::: Materials provided
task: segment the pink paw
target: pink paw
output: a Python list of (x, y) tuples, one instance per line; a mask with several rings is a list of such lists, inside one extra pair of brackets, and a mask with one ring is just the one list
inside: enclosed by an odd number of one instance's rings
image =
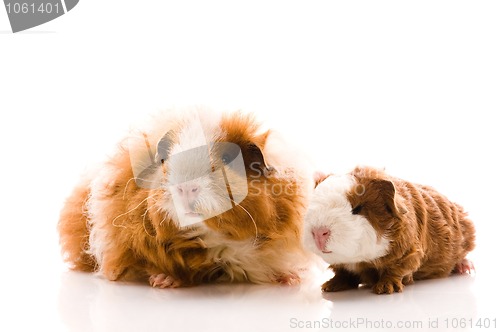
::::::
What the task requires
Exactly as written, restate the lines from the one that contains "output: a Python" through the final line of the data, both ends included, but leave out the pictures.

Reply to the exercise
output: a Python list of (x, y) tuples, one instance per line; a mask with several rings is a list of such lists, inside one extra pair of brackets, and a mask with one ring is just the one list
inside: enclosed by an odd number of one instance's rings
image =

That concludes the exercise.